原文內容:
========

□星期日周刊記者 顧箏
  對華師大的一些行政人員來說,童世駿是個挺“煩人”的領導,他常常要改稿子,有時改得讓人絕望。
  一份活動方案送上去請他簽字,開頭一段被他大刀闊斧地改掉,他說:“這些是套話”;一份發展規劃送上去,他在前面後面分別划出一段,“你上面這麼說,下麵這麼說,前後有矛盾”;一份總結報告打上來,他在上面著重打出了幾個問號,“這裡邏輯有點問題啊”。
  有時候,改動細緻到一篇新聞稿里提到的他的發言內容,他打開自己的筆記本,查看自己所記的會議記錄,然後逐句修改;或者是一張照片的尺寸,他對學校宣傳處的老師說:“領導的照片不要放得這麼大。”
  最細微的修改是在一個形容詞上,新聞稿上寫:“某次會議上,黨委書記作了重要講話”,童世駿把“重要”兩字刪掉。第二次,類似的新聞稿又給他審閱,“會上,領導做了重要講話”,他再次把“重要”刪掉,鄭重地對同事表明自己的態度:“華師大領導不做重要講話。”

========

所給資料:
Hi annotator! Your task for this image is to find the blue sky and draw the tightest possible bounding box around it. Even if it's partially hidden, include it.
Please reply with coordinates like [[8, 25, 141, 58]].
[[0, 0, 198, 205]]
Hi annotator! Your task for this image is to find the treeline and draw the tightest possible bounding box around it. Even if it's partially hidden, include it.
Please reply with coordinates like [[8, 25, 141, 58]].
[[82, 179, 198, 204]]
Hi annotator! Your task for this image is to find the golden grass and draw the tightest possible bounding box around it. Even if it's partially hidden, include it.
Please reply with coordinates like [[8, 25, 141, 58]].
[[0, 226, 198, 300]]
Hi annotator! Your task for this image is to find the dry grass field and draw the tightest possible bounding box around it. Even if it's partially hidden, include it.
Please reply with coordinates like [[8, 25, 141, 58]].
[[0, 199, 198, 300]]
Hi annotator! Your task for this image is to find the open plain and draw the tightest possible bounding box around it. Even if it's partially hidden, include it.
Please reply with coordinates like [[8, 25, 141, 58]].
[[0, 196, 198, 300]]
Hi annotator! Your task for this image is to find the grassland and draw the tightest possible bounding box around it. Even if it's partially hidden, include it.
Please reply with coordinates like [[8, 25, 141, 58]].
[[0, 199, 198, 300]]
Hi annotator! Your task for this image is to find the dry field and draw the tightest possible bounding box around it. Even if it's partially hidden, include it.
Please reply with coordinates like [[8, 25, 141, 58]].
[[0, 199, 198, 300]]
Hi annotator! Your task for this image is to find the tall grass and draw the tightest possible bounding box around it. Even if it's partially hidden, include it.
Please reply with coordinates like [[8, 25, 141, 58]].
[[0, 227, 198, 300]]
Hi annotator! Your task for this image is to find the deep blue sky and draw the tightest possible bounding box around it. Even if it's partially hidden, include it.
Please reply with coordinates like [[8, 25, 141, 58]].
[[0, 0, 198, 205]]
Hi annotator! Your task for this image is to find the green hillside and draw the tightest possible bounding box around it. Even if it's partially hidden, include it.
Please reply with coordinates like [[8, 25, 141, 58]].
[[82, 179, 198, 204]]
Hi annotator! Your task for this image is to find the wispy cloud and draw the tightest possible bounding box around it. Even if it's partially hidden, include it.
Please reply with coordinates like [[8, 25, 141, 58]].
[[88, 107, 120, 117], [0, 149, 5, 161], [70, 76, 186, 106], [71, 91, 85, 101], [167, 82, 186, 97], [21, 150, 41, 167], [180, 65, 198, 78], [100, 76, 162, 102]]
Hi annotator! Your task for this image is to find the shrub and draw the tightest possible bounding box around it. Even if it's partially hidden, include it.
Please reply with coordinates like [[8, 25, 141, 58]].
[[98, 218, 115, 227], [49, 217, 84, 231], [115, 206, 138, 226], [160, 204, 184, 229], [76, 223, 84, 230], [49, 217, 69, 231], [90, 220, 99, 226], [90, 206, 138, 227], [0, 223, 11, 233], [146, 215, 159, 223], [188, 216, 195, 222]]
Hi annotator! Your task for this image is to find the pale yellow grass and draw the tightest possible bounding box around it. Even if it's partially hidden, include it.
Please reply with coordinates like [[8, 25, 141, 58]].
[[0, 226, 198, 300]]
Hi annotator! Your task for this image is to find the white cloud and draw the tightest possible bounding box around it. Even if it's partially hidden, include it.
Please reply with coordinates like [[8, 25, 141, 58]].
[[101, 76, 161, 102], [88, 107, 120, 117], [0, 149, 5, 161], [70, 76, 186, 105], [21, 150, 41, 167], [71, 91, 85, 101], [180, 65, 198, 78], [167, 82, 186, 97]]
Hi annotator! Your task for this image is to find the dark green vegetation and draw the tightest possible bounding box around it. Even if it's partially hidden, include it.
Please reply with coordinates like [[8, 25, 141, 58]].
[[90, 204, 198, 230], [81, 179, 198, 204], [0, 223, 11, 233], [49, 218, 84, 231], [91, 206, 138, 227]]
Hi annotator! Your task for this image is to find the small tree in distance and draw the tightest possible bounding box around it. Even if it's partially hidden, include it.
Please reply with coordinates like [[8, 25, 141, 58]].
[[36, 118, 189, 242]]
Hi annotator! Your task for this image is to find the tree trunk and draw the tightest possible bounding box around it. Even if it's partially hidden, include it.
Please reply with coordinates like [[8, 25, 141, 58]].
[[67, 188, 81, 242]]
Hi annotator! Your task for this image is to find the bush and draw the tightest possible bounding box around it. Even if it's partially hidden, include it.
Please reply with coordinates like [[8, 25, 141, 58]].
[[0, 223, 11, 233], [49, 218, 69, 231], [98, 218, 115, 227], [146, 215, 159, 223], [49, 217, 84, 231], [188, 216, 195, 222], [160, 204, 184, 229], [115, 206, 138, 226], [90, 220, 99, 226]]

========

書面任務:
1. 在上面這篇報導裡,童世駿兩次從新聞稿中刪掉了哪兩個字?
2. 請把清單中從含有"find the small"的那一行一直到含有"[[36, 118, 189, 242]]"的那一行(兩端都算)整理成 Markdown 表格,分「序號」和「內容」兩欄,空行略過。

各題解答:
1. 「重要」兩字。

2.
| 序號 | 內容 |
|---|---|
| 1 | Hi annotator! Your task for this image is to find the small tree in distance and draw the tightest possible bounding box around it. Even if it's partially hidden, include it. |
| 2 | Please reply with coordinates like [[8, 25, 141, 58]]. |
| 3 | [[36, 118, 189, 242]] |